=== Entries supplied ===

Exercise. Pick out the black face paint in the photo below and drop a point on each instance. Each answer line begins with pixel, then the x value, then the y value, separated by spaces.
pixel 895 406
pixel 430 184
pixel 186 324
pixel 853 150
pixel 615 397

===

### Problem
Rewrite the data above, swapping "drop" for "place" and leaving everything else as it is.

### Result below
Exercise. Pick out the black face paint in the photo below and place a point on each instance. Each answer line begins with pixel, then the x value, then the y value, separated by spaces.
pixel 895 406
pixel 430 184
pixel 186 324
pixel 853 150
pixel 615 397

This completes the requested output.